**PROBLEM DESCRIPTION:** Print all of the entries below, copying every line character for character without changing anything.

Extracted entries:
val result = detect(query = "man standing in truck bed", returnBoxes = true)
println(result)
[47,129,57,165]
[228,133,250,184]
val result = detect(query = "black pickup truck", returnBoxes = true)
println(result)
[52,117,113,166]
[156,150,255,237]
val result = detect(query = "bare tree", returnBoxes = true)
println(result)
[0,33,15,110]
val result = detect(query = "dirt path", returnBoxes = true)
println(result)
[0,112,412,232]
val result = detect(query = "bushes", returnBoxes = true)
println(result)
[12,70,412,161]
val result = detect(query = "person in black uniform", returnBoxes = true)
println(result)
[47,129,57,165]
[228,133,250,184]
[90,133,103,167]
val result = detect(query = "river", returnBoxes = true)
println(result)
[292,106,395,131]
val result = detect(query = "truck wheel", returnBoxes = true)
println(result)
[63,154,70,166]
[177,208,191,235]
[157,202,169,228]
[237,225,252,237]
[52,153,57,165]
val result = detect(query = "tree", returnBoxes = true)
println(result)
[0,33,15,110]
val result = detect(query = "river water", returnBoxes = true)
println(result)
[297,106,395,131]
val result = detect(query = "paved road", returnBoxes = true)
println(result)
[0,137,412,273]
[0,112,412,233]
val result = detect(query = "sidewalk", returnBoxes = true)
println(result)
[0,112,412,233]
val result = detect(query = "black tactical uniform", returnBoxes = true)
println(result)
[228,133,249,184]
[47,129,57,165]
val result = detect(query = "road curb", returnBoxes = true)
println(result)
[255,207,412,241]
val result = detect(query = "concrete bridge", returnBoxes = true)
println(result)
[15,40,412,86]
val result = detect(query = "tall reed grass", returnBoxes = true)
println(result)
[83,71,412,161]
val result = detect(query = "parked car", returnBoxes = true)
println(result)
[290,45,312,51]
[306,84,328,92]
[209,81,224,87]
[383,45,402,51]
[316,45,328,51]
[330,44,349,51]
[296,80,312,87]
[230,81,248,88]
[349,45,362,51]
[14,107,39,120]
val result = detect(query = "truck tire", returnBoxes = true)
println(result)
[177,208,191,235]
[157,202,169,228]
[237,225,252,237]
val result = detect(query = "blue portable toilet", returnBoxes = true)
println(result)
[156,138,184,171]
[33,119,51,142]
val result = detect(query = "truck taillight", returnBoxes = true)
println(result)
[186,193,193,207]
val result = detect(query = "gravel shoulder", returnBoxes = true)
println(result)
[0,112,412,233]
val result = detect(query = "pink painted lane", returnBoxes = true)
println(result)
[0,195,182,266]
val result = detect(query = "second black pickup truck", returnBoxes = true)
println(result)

**FINAL RESULT:**
val result = detect(query = "man standing in truck bed", returnBoxes = true)
println(result)
[47,129,57,165]
[228,133,250,184]
val result = detect(query = "black pickup truck", returnBoxes = true)
println(result)
[52,117,113,166]
[156,150,255,237]
val result = detect(query = "bare tree", returnBoxes = true)
println(result)
[0,33,15,110]
val result = detect(query = "dirt path", returnBoxes = true)
println(result)
[0,112,412,232]
val result = detect(query = "bushes", returnBoxes = true)
println(result)
[12,70,412,161]
val result = detect(query = "person in black uniform", returnBoxes = true)
println(result)
[47,129,57,165]
[228,133,250,184]
[90,133,103,167]
val result = detect(query = "river", returnBoxes = true)
println(result)
[292,106,395,131]
val result = detect(query = "truck wheel", returnBoxes = true)
println(result)
[63,154,70,166]
[177,208,191,235]
[157,202,169,228]
[237,225,252,237]
[52,153,57,165]
val result = detect(query = "tree", returnBoxes = true)
println(result)
[0,33,15,110]
val result = detect(query = "river water", returnBoxes = true)
println(result)
[297,106,395,131]
val result = detect(query = "paved road", returnBoxes = true)
println(result)
[0,137,412,273]
[0,112,412,233]
val result = detect(query = "sidewalk", returnBoxes = true)
println(result)
[0,112,412,233]
val result = detect(query = "black tactical uniform", returnBoxes = true)
println(result)
[228,133,249,184]
[47,129,57,165]
val result = detect(query = "road curb", returnBoxes = true)
println(result)
[255,207,412,241]
val result = detect(query = "concrete bridge", returnBoxes = true)
println(result)
[15,40,412,86]
val result = detect(query = "tall reed grass", returnBoxes = true)
println(result)
[83,71,412,161]
val result = detect(query = "parked car", returnBoxes = true)
println(result)
[290,45,312,51]
[306,84,328,92]
[209,81,224,87]
[383,45,402,51]
[316,45,328,51]
[330,44,349,51]
[296,80,312,87]
[230,81,248,88]
[349,45,362,51]
[14,107,39,120]
val result = detect(query = "truck tire", returnBoxes = true)
println(result)
[177,208,191,235]
[157,202,169,228]
[237,225,252,237]
val result = detect(query = "blue portable toilet", returnBoxes = true)
println(result)
[156,138,184,171]
[33,119,51,142]
val result = detect(query = "truck taillight", returnBoxes = true)
println(result)
[186,193,193,207]
val result = detect(query = "gravel shoulder", returnBoxes = true)
println(result)
[0,112,412,233]
val result = detect(query = "pink painted lane", returnBoxes = true)
println(result)
[0,195,182,266]
val result = detect(query = "second black pickup truck", returnBoxes = true)
println(result)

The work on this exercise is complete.